The problem - From the line containing "Where can the arched" down to the last line of the material, return those lines verbatim and only those.
==== Information shown
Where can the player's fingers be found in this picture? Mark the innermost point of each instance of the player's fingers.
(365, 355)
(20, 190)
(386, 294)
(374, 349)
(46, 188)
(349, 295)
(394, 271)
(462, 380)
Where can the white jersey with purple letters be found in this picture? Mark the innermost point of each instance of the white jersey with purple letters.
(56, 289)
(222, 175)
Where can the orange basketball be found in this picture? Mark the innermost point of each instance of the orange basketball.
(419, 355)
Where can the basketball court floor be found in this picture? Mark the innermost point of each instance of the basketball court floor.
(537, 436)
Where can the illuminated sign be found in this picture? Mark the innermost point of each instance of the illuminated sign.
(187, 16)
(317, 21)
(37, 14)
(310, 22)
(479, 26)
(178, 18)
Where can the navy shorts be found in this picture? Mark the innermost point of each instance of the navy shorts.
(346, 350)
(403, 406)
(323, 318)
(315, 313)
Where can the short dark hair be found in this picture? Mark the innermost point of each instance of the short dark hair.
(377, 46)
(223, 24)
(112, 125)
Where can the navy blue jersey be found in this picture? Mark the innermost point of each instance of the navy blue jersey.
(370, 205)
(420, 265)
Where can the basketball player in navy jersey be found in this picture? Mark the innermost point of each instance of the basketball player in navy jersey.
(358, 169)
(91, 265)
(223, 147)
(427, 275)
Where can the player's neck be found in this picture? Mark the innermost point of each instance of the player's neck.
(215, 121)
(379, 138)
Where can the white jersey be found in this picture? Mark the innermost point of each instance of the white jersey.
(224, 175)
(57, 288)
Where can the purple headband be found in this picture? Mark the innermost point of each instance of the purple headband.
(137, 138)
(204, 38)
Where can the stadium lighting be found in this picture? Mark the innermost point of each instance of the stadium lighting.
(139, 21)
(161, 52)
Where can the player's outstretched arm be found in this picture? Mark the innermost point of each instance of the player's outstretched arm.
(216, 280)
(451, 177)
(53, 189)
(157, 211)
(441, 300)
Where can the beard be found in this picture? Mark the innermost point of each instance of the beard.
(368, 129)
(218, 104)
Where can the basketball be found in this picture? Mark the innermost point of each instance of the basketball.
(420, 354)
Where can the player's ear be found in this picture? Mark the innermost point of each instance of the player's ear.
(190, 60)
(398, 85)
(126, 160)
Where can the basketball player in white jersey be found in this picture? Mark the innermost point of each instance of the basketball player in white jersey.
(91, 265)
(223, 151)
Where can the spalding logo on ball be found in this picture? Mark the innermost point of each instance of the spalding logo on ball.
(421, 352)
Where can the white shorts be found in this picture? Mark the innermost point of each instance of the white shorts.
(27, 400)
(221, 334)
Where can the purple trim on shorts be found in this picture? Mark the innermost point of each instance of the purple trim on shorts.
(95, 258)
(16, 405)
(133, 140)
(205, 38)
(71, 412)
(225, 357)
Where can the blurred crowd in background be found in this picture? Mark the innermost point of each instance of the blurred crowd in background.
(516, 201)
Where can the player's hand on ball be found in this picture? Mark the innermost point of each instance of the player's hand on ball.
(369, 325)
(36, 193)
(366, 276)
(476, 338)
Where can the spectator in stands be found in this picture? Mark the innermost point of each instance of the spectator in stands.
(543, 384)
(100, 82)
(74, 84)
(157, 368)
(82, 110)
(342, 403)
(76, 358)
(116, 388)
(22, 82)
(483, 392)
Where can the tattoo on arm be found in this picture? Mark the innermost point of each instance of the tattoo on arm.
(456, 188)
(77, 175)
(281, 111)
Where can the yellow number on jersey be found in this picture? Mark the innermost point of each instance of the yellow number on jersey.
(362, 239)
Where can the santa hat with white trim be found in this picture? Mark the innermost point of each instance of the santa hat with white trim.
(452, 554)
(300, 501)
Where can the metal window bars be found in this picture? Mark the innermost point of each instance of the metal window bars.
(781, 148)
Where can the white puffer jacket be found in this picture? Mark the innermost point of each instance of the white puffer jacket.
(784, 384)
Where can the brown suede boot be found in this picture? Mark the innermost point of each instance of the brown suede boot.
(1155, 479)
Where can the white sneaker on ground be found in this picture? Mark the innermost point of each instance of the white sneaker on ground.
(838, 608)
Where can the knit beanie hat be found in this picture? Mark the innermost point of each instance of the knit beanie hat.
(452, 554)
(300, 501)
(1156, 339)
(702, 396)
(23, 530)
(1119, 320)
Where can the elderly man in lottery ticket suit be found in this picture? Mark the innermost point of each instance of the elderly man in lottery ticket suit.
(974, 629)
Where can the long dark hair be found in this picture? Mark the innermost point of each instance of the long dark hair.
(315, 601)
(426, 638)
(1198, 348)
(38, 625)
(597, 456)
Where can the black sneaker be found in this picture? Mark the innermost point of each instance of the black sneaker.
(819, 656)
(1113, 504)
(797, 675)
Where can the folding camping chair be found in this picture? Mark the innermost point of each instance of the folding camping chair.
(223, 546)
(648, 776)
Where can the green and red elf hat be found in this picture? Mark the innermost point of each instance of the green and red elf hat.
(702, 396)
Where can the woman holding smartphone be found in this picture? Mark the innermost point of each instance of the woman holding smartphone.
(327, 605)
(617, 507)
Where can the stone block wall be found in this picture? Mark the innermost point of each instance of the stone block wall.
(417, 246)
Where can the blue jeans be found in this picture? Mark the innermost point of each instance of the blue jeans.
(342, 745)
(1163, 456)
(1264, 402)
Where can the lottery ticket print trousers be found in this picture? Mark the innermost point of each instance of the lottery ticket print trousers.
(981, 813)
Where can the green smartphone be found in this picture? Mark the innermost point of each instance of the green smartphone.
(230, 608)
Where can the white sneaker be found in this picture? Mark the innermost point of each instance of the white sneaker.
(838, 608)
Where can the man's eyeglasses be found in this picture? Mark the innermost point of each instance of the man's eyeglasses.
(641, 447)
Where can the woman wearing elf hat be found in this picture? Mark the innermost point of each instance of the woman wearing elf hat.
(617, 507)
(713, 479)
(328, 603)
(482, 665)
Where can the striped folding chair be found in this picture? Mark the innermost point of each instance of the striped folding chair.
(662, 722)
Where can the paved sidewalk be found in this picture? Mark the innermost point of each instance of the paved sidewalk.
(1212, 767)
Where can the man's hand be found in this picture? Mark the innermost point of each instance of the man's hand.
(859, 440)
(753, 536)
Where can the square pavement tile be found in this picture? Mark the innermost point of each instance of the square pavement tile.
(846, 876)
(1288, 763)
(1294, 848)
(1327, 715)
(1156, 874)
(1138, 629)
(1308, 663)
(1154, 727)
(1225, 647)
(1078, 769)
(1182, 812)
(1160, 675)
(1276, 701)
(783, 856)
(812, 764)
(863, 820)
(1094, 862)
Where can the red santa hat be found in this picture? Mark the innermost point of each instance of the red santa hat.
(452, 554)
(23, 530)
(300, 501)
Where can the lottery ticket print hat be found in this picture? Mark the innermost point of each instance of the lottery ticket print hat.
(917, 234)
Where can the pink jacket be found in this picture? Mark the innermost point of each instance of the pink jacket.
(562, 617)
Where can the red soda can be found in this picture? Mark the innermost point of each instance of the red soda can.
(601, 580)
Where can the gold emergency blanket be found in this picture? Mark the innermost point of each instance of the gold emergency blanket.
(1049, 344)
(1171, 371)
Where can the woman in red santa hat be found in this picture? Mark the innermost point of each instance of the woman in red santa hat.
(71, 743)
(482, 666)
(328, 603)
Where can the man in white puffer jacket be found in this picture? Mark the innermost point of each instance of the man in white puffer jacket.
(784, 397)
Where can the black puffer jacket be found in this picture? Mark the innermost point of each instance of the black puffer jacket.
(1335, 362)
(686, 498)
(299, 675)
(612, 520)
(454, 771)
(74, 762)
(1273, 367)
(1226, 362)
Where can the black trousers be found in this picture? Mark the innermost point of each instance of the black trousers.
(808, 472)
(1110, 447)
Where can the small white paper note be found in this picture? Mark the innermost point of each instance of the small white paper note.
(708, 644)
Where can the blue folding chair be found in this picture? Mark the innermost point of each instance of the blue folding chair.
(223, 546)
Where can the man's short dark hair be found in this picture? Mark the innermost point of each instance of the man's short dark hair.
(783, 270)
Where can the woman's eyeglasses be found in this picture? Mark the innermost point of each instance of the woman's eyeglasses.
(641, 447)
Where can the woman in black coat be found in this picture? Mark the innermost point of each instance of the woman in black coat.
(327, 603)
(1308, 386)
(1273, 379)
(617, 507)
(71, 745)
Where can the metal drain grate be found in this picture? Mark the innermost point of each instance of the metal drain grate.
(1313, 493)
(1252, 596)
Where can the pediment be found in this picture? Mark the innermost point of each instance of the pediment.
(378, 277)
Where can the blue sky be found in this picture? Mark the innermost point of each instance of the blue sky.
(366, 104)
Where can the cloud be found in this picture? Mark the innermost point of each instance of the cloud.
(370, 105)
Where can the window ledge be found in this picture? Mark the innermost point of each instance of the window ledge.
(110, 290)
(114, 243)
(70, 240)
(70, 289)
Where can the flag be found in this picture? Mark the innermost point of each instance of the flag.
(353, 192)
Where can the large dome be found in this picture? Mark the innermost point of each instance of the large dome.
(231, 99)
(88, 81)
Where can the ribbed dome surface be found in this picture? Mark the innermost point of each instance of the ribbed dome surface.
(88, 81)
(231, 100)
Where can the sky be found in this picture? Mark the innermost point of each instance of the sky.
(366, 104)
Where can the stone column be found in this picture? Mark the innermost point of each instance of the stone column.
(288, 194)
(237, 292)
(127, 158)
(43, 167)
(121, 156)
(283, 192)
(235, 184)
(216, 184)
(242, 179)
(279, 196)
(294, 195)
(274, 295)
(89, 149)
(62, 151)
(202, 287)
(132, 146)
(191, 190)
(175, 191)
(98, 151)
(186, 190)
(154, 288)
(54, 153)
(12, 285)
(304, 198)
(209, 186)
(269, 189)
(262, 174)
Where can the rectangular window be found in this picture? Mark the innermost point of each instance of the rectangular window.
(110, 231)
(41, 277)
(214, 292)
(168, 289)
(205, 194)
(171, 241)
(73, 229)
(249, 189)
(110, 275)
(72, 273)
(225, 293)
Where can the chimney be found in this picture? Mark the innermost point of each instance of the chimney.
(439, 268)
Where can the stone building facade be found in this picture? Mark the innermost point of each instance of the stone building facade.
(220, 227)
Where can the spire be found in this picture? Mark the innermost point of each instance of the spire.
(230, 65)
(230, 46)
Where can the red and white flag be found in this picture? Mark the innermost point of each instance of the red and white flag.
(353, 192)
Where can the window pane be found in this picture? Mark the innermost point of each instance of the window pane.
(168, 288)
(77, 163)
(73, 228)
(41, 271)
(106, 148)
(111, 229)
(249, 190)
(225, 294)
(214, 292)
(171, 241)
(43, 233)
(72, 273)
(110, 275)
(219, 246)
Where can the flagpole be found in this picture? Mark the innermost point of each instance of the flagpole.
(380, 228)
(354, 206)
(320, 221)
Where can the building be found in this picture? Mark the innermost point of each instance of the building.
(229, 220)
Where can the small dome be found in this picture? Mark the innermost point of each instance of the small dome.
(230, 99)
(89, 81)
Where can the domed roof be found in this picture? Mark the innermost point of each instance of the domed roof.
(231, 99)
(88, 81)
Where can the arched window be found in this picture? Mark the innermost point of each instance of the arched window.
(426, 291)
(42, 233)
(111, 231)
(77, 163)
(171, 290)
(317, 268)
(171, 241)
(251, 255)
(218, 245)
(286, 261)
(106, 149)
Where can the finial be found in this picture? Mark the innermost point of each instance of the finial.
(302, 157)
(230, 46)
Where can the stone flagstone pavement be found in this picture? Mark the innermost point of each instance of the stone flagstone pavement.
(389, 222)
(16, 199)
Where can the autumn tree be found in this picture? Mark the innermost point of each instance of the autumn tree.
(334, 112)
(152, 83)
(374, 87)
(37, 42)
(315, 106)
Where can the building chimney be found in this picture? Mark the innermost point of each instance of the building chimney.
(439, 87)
========
Correct answer -
Where can the arched window be found in this picture? Mark the innermost point of each instance of the arched window.
(426, 291)
(42, 233)
(111, 231)
(77, 163)
(171, 290)
(317, 268)
(171, 241)
(251, 255)
(218, 245)
(286, 261)
(106, 149)
Where can the finial be found in this picture? Mark the innermost point of each instance of the finial.
(302, 157)
(230, 46)
Where can the stone flagstone pavement be found in this picture? Mark the innermost point of each instance of the stone flagstone pavement.
(389, 222)
(16, 199)
Where can the autumn tree be found in this picture? Mark the innermost point of each instance of the autumn tree.
(334, 112)
(152, 83)
(374, 87)
(37, 42)
(315, 106)
Where can the building chimney be found in this picture? Mark the innermost point of each instance of the building chimney.
(439, 87)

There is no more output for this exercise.